● Textauszug

------------------------------------------------------------------------

Wer für das gleiche Kind einen Abzug nach § 40 lit. c StG vornehmen
kann, hat keinen Anspruch auf einen Kinderabzug. Es genügt die
Möglichkeit eines Abzuges für Unterhaltsbeiträge; der subjektive
Wille des Steuerpflichtigen spielt keine Rolle (Erw. 3.1. ff.).
- Aufgrund der monatlichen Zahlungen der geschiedenen Ehefrau kommt der Rekurrent nicht zur Hauptsache für das Kind auf
(Erw. 3.4.).

------------------------------------------------------------------------

● Bereitgestellte Daten

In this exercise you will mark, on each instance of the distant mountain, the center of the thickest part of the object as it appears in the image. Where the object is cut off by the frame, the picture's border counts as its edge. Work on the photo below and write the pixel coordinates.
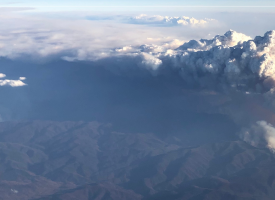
(49, 160)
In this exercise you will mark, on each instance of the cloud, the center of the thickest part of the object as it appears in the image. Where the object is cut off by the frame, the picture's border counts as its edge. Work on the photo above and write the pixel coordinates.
(12, 83)
(166, 20)
(261, 134)
(232, 61)
(2, 75)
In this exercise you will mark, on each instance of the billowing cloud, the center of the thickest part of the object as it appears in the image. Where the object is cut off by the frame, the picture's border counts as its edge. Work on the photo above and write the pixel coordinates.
(166, 20)
(2, 75)
(261, 134)
(12, 83)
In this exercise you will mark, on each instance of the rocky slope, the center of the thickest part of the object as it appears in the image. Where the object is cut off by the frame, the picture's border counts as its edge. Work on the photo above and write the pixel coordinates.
(79, 160)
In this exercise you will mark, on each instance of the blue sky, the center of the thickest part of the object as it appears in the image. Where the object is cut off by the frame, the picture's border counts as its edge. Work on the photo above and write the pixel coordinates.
(82, 4)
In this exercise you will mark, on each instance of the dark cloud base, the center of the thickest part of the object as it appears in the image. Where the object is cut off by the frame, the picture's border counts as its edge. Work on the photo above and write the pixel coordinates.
(133, 100)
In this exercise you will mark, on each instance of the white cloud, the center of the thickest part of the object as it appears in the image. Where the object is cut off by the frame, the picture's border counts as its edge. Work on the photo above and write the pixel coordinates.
(167, 20)
(259, 135)
(12, 83)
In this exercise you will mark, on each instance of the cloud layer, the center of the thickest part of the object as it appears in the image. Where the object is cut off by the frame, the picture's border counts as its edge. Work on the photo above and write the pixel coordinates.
(167, 20)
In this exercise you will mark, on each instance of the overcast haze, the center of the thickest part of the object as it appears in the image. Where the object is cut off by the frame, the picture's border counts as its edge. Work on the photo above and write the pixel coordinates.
(141, 99)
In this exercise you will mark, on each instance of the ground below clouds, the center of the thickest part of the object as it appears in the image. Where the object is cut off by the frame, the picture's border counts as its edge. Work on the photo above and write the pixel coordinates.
(79, 160)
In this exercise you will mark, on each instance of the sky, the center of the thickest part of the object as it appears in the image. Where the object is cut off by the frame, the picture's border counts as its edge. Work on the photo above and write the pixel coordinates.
(157, 5)
(163, 64)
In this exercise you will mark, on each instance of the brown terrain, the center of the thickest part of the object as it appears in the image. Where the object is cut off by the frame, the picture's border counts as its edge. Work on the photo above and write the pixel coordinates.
(45, 160)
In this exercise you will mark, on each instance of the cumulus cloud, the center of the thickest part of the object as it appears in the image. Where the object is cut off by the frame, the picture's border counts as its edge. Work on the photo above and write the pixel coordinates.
(2, 75)
(261, 134)
(233, 60)
(12, 83)
(166, 20)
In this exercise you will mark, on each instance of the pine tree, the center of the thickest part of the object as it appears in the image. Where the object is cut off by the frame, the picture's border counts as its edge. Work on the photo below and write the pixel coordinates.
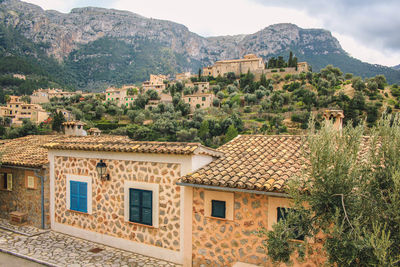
(263, 80)
(58, 120)
(231, 133)
(290, 62)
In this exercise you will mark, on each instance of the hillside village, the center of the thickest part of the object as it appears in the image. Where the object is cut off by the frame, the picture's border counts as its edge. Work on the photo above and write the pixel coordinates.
(184, 171)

------------------------------------------------------------------------

● Aufgabenstellung
Schreiben Sie bitte den Textauszug zum Kinderabzug oben vollständig und wortgetreu ab.

● Gelöste Aufgabe
Wer für das gleiche Kind einen Abzug nach § 40 lit. c StG vornehmen
kann, hat keinen Anspruch auf einen Kinderabzug. Es genügt die
Möglichkeit eines Abzuges für Unterhaltsbeiträge; der subjektive
Wille des Steuerpflichtigen spielt keine Rolle (Erw. 3.1. ff.).
- Aufgrund der monatlichen Zahlungen der geschiedenen Ehefrau kommt der Rekurrent nicht zur Hauptsache für das Kind auf
(Erw. 3.4.).